- Directions for this task
Reproduce the data below without a single change, but omit the pictures.

- Supplied material
— Start —
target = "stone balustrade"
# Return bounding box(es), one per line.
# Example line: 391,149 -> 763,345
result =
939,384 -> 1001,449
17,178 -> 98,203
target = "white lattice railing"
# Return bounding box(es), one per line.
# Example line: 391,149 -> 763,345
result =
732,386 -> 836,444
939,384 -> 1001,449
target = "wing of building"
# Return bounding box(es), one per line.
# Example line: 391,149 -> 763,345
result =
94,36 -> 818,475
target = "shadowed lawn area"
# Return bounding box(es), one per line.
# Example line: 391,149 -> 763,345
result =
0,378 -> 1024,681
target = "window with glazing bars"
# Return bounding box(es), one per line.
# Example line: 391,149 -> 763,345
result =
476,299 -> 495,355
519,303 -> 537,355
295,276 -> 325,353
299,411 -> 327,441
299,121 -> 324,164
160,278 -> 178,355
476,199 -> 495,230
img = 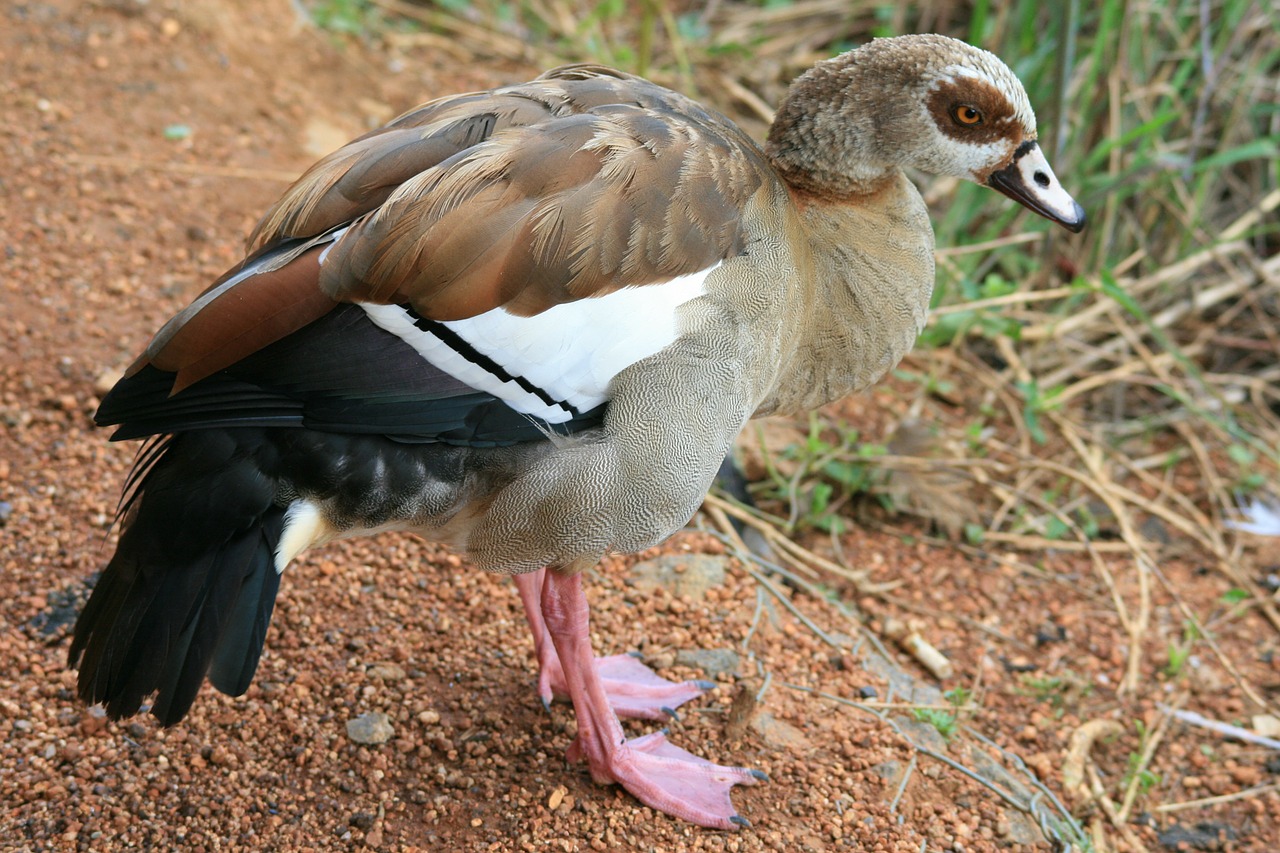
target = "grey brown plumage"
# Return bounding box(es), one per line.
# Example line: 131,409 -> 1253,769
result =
70,36 -> 1084,829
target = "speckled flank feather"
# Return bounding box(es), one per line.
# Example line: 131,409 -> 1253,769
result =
70,36 -> 1084,829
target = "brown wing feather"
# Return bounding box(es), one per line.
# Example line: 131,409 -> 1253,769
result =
140,247 -> 337,393
251,65 -> 769,320
133,65 -> 772,393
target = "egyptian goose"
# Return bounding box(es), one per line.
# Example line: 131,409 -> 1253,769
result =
70,36 -> 1084,829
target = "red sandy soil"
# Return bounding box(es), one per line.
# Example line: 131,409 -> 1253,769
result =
0,0 -> 1280,852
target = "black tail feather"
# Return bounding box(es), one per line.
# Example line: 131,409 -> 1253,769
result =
69,429 -> 284,725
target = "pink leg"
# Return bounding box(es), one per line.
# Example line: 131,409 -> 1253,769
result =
516,569 -> 716,720
541,571 -> 765,829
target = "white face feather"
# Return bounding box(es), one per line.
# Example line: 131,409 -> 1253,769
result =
922,57 -> 1036,183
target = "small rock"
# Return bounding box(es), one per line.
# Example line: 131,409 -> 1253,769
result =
93,368 -> 124,397
630,553 -> 728,601
751,711 -> 812,749
365,661 -> 406,683
347,711 -> 396,744
676,648 -> 740,678
547,785 -> 568,812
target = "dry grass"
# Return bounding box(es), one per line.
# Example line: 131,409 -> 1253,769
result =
299,0 -> 1280,849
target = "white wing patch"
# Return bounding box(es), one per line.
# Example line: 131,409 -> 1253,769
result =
360,264 -> 719,424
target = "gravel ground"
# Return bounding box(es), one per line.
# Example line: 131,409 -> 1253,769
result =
0,0 -> 1280,850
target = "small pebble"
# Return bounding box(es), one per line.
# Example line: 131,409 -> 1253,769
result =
347,711 -> 396,744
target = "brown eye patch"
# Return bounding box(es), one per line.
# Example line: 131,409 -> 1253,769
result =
928,77 -> 1023,145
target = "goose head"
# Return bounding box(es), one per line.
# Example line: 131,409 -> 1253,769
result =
765,35 -> 1085,232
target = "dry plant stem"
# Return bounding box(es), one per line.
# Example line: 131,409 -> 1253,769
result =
1085,765 -> 1147,850
63,154 -> 298,183
1151,565 -> 1280,713
1021,235 -> 1252,345
1158,703 -> 1280,749
882,619 -> 955,681
1050,412 -> 1153,693
1117,693 -> 1187,822
746,569 -> 845,649
1062,720 -> 1124,794
1151,783 -> 1280,815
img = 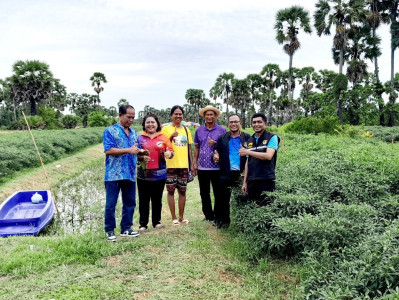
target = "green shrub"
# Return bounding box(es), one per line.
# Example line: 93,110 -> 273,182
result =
39,106 -> 62,129
231,133 -> 399,299
87,111 -> 109,127
285,117 -> 339,134
61,115 -> 80,129
15,116 -> 45,129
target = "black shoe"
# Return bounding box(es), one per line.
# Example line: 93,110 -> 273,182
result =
202,218 -> 213,222
121,229 -> 140,237
105,231 -> 116,242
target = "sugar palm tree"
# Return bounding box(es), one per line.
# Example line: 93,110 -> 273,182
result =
380,0 -> 399,126
90,72 -> 107,104
260,64 -> 281,125
246,73 -> 263,117
6,60 -> 55,115
314,0 -> 365,121
209,73 -> 234,121
366,0 -> 385,126
274,6 -> 312,99
185,89 -> 206,123
231,79 -> 251,129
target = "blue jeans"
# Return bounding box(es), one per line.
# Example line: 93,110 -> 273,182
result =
104,180 -> 136,232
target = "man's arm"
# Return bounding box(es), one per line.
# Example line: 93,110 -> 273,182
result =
191,144 -> 197,176
241,159 -> 248,195
193,145 -> 199,170
239,148 -> 276,160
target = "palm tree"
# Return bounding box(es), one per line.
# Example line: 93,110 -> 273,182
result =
314,0 -> 365,121
366,0 -> 385,126
90,72 -> 107,104
298,67 -> 316,117
274,6 -> 312,100
380,0 -> 399,127
260,64 -> 281,126
246,73 -> 263,114
210,73 -> 234,121
231,79 -> 251,129
185,89 -> 206,123
6,60 -> 56,115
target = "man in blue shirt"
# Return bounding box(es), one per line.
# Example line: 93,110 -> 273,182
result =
103,105 -> 143,241
213,114 -> 250,228
239,113 -> 280,205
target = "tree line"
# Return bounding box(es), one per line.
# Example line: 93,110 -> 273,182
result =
179,0 -> 399,126
0,60 -> 122,129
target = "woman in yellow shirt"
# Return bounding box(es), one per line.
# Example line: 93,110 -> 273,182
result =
162,105 -> 195,225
— End —
- Answer to the exercise
target = "stone balustrade"
# Return bounding box(es), one per line.
# Example line: 391,149 -> 763,345
result =
939,384 -> 1001,449
17,178 -> 98,203
target = "white lattice railing"
# Return bounding box(es), one per line.
# Example line: 391,149 -> 763,345
result =
732,386 -> 836,444
939,384 -> 1001,449
target = "wing of building"
# Return bounding box(es), one per line.
# Example line: 391,149 -> 763,345
result =
94,36 -> 818,475
target = "shadowed lawn area"
# Return bounding box(es), one per line.
# Example line: 391,149 -> 763,345
result =
0,378 -> 1024,681
target = "window with glazing bars"
# Return bounding box(es), one per line.
# Example line: 391,149 -> 763,345
result =
476,299 -> 495,355
519,303 -> 537,355
295,276 -> 325,353
299,411 -> 327,441
299,121 -> 324,164
160,278 -> 178,355
476,199 -> 495,230
img = 
target = "grey brown plumage"
# Return bounding box(es), one per line.
# Example line: 131,409 -> 1253,769
result =
70,36 -> 1084,829
target = "speckled flank feather"
# Return bounding box(es), one per line.
# Example line: 131,409 -> 1253,769
result =
70,36 -> 1084,829
target = "brown wing feather"
# Return bounding box(es), one per line.
# Example line: 131,409 -> 1253,769
result =
140,247 -> 337,393
251,65 -> 769,320
133,65 -> 772,393
target = "egyptian goose"
# Return bounding box(es), one per line.
# Example line: 131,409 -> 1253,769
result =
70,36 -> 1084,829
target = "red sandy soil"
# Return bounding box(es), one per line.
# Example line: 131,409 -> 1253,769
result =
0,0 -> 1280,852
target = "black tail feather"
# Return bounding box(es), one per line.
# Example line: 131,409 -> 1253,769
result =
69,429 -> 284,725
target = "pink leg"
# Return bounding box(es), one per line.
# Example line: 131,409 -> 1253,769
result =
516,569 -> 716,720
541,571 -> 765,829
target = "white face feather"
# Return bounding box(es), one per line.
# Example line: 131,409 -> 1253,769
result =
922,57 -> 1036,183
target = "small rock"
# Return bounding box(es), one per line.
# Example line: 131,409 -> 1253,769
result =
93,368 -> 124,397
630,553 -> 728,601
751,711 -> 812,749
365,661 -> 406,683
347,711 -> 396,744
676,648 -> 740,678
547,785 -> 568,812
target = "dry grass"
# Return bounding box(es), one per line.
# Example line: 131,409 -> 1253,769
result =
299,0 -> 1280,849
target = "white wing patch"
# Return bounding box(es), one per line.
# Example line: 131,409 -> 1253,769
result =
360,264 -> 719,424
target = "gravel ground"
# Return bounding box(es), one per line.
# Example line: 131,409 -> 1253,769
result =
0,0 -> 1280,850
target = "small pebble"
# Return bounding box(es), one per line.
# Example line: 131,409 -> 1253,769
result =
347,711 -> 396,744
target = "brown eye patch"
# Return bounding box(es), one per line.
# Example line: 131,409 -> 1253,769
result =
928,77 -> 1023,145
target = "goose head"
# Return bounding box(es), one per line.
# Example line: 131,409 -> 1253,769
result =
765,35 -> 1085,232
target = "dry plant stem"
# Return bounding box(es), one per line.
# Example line: 131,409 -> 1253,769
result =
1085,765 -> 1147,850
63,154 -> 298,183
1151,565 -> 1280,713
1021,235 -> 1252,345
1158,703 -> 1280,749
882,619 -> 955,681
1050,412 -> 1153,693
1117,693 -> 1187,822
746,569 -> 845,649
1062,720 -> 1124,794
1151,783 -> 1280,815
img = 
target = "green shrub"
# Return bounding box(es), one per line.
# Example line: 93,110 -> 273,182
result =
39,106 -> 62,129
231,133 -> 399,299
87,111 -> 109,127
285,117 -> 339,134
61,115 -> 80,129
15,116 -> 45,129
target = "black shoe"
# Return bounding box(es), one per line.
# Example line: 93,110 -> 273,182
result =
202,218 -> 213,222
121,229 -> 140,237
105,231 -> 116,242
target = "sugar palm tree"
# Return bounding box(es), one per line.
# Example line: 93,110 -> 273,182
result =
380,0 -> 399,126
90,72 -> 107,104
260,64 -> 281,125
246,73 -> 263,117
6,60 -> 55,115
314,0 -> 365,121
209,73 -> 234,121
366,0 -> 385,126
274,6 -> 312,99
185,89 -> 206,123
231,79 -> 251,129
target = "blue jeans"
# Return bounding box(es), one per line.
# Example line: 93,110 -> 273,182
result =
104,180 -> 136,232
target = "man's arm"
# Return bounding box(es), one per line.
# Example line: 93,110 -> 273,182
result =
191,144 -> 197,176
241,159 -> 248,195
193,145 -> 199,170
239,148 -> 276,160
target = "palm tree"
# Return bounding box(es), one per line.
# Example line: 93,110 -> 273,182
result =
314,0 -> 365,121
366,0 -> 385,126
90,72 -> 107,104
298,67 -> 316,117
274,6 -> 312,100
380,0 -> 399,127
260,64 -> 281,126
246,73 -> 263,114
210,73 -> 234,121
231,79 -> 251,129
185,89 -> 206,123
6,60 -> 56,115
target = "man in blue shirt"
# Return bounding box(es), one per line.
# Example line: 93,110 -> 273,182
result =
103,105 -> 143,241
213,114 -> 250,228
239,113 -> 280,205
target = "tree line"
# Return bounding box(es), one per line.
# Example line: 93,110 -> 273,182
result =
179,0 -> 399,126
0,60 -> 122,129
target = "woman in yellow shirt"
# Return bounding box(es), one per line.
# Example line: 93,110 -> 273,182
result =
162,105 -> 195,225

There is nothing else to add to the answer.